◆ Written request ◆
Return the lines below exactly as they appear, with no changes.

● ● ● ● ●

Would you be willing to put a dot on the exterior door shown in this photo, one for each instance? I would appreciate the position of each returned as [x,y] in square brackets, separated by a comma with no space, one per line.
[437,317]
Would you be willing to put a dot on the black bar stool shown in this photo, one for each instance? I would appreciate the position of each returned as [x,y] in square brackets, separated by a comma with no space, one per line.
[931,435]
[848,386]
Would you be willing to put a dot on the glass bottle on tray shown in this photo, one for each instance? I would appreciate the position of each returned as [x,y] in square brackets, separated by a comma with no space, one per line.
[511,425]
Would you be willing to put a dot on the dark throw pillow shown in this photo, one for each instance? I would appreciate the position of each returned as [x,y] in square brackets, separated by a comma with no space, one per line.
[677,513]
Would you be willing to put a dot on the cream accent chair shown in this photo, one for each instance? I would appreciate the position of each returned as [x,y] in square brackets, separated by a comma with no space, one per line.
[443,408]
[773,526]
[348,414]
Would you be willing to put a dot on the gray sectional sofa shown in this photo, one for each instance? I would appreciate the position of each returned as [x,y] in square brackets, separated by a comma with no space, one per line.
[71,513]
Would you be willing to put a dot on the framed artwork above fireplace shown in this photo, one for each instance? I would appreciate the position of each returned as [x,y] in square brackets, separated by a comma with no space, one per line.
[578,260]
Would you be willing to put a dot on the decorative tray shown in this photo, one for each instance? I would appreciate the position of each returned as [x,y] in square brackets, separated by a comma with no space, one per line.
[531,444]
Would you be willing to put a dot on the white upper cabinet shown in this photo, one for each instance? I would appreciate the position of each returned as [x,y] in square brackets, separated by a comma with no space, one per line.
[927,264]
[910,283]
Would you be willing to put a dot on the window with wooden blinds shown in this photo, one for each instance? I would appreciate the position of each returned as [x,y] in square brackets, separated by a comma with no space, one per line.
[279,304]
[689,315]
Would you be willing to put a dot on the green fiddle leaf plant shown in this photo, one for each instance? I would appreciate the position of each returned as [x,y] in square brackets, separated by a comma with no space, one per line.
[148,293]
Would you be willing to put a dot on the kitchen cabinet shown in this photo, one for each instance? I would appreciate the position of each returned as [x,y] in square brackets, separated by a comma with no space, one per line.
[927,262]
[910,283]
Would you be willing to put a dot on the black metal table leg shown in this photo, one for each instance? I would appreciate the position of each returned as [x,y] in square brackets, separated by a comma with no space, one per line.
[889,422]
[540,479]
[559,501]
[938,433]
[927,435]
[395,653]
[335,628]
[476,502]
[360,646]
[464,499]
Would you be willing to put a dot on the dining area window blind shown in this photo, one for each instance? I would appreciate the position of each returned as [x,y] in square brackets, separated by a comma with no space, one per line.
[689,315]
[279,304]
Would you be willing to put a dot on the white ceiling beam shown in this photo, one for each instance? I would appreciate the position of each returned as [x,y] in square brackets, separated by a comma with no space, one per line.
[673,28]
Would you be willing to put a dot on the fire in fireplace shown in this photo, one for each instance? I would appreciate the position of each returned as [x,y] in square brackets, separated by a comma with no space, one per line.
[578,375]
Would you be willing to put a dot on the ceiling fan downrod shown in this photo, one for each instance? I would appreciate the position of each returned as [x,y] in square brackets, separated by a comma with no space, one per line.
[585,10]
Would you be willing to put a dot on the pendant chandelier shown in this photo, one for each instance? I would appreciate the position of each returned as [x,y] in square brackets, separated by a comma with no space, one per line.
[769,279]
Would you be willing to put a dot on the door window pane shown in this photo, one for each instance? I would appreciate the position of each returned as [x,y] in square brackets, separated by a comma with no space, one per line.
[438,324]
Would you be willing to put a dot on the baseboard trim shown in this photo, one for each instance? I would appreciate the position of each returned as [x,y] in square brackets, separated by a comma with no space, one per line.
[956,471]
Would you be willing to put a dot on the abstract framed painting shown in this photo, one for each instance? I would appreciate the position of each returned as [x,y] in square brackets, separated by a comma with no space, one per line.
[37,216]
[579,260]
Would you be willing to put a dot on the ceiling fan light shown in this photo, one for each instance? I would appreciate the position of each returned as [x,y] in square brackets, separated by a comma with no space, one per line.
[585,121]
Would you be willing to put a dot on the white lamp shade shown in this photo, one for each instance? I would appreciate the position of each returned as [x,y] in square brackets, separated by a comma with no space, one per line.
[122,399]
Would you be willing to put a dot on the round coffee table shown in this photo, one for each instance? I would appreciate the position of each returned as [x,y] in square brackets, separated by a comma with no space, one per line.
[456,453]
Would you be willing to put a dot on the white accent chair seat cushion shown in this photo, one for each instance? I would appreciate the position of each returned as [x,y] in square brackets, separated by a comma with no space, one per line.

● ● ● ● ●

◆ Task answer ◆
Would you be willing to put a dot on the exterior door shown in this photo, one for each instance? I would appreciate the position of each returned as [x,y] in square brackets, separated by a comma with no space, one per line.
[437,317]
Would you be willing to put a dot on the black bar stool shown in this photo, one for each instance? I would appreciate the position of each returned as [x,y] in square brackets, separated by a comma with no space, one per line.
[931,435]
[848,386]
Would you be willing to put a dot on the glass bottle on tray shown in this photo, one for each instance? I would appreciate the position of each returned as [x,y] in square brackets, separated by a comma with no space, one per line.
[511,425]
Would you be willing to put a dot on the dark throw pillow shown in this photo, one for each instance? I would appreciate the position of each returned as [x,y] in square brackets, separated by a comma with no space, one per line.
[677,513]
Would you be willing to put a dot on the cream accent chair shown in this photo, one for each instance? I would appreciate the position of each returned as [x,y] in square brackets, separated by a comma with no space, one per line.
[443,408]
[773,526]
[348,414]
Would you be willing to put a dot on the gray sectional sofa shown in this photo, one for each instance? I would appreciate the position of each returned as [x,y] in square brackets, separated by a comma with no space, one per line.
[71,513]
Would you be willing to put a dot on the framed artwork above fireplace shown in this photo, one for each instance? I would appreciate the position of each returned as [x,y] in square brackets, separated by a comma with no space, one per line.
[578,260]
Would you be willing to put a dot on the decorative tray shown in this photo, one for each instance? I would appreciate the position of each returned as [x,y] in square brackets, separated by a comma with no space, one per line.
[531,444]
Would you be willing to put a dot on the white upper cabinet shown in this photo, one for each instance? I would appreciate the position of each returned as [x,y] in square brackets, separated by a comma with no space, one per line.
[927,264]
[910,283]
Would you be willing to put a dot on the window with wooden blinds shown in this photo, one for each instance? I would appreciate the position of each returned as [x,y] in square brackets, separated by a comma with no space, one per line.
[279,304]
[689,315]
Would you be willing to put a dot on the green fiddle leaf plant shown in this photo, one for each instance? I would appreciate the position of each returned as [x,y] in square brackets, separated by a comma with no space, one per line.
[148,293]
Would you be willing to put a dot on the kitchen cabinet shown in this photo, one for each instance? I would appreciate the position of each returned as [x,y] in square brackets, separated by a comma with no space, one per line.
[927,262]
[910,283]
Would you be willing to put a dot on the black metal table leg shown in this photo, one for each instance? I would appreciate the position of each returned as [x,y] in square brackets, separated by a comma with no space, one per line.
[889,422]
[540,479]
[559,501]
[938,433]
[927,435]
[395,653]
[335,628]
[476,502]
[360,646]
[464,499]
Would you be willing to put a dot on the dining area window blind shown in this photo, one for each instance? I would appreciate the position of each returned as [x,y] in square brackets, separated by a comma with no space, one per line.
[689,315]
[279,304]
Would you be willing to put a dot on the white ceiling beam shown in this photo, one for each instance? I would appreciate the position of each returned as [x,y] in square brackets, separated by a comma with no space, one per line.
[673,28]
Would you be willing to put a dot on the fire in fireplace shown in this photo, one for each instance? I would appreciate the position of each returned as [x,y] in square brackets, separated by a comma with no space, one per line.
[578,375]
Would you be willing to put a dot on the ceiling fan downrod shown in this photo, one for each instance? I would appreciate the position of each returned as [x,y] in square brackets, separated by a comma with no space, one per line.
[585,10]
Would you be willing to put a dot on the pendant chandelier shown in this photo, one for each instance? I would appreciate the position of each returned as [x,y] in square brackets, separated by a comma with no space, one per line.
[769,279]
Would you be willing to put a dot on the door window pane shown in this photo, one for each instance? I would appreciate the position of each returned as [x,y] in square brackets, separated by a comma with no space, one per line.
[438,324]
Would you be willing to put a dot on the baseboard trim shown in this photo, one for each instance? I would appreciate the position of each returned as [x,y] in square brackets, separated by a comma with no space, one per line.
[956,471]
Would you be willing to put a dot on the abstract framed painting shown in this photo, one for each instance? I would appreciate the position of each returned as [x,y] in square brackets, separated by a comma with no space, one per line.
[37,216]
[579,260]
Would you be willing to put a dot on the ceiling fan light shown in this photo, one for each instance? I would appreciate the position of each returned as [x,y] in square brackets, separated by a comma with no space, one per line.
[585,121]
Would you be willing to put a dot on the white lamp shade shown in this photo, one for each instance? I would appreciate the position of each returned as [x,y] in square brackets, separated by a comma with no space, one per line.
[122,399]
Would you be willing to put a dot on the round coffee table shown in this photo, one for each instance? I would appreciate the position of each returned as [x,y] in square brackets, separated by a comma with no space, one per line.
[456,453]
Would you be willing to put a dot on the white accent chair seat cushion shown in this photo, one for each instance? I would appreciate the position of each returned as [x,y] in square brackets, separated by a comma with no space, one per line.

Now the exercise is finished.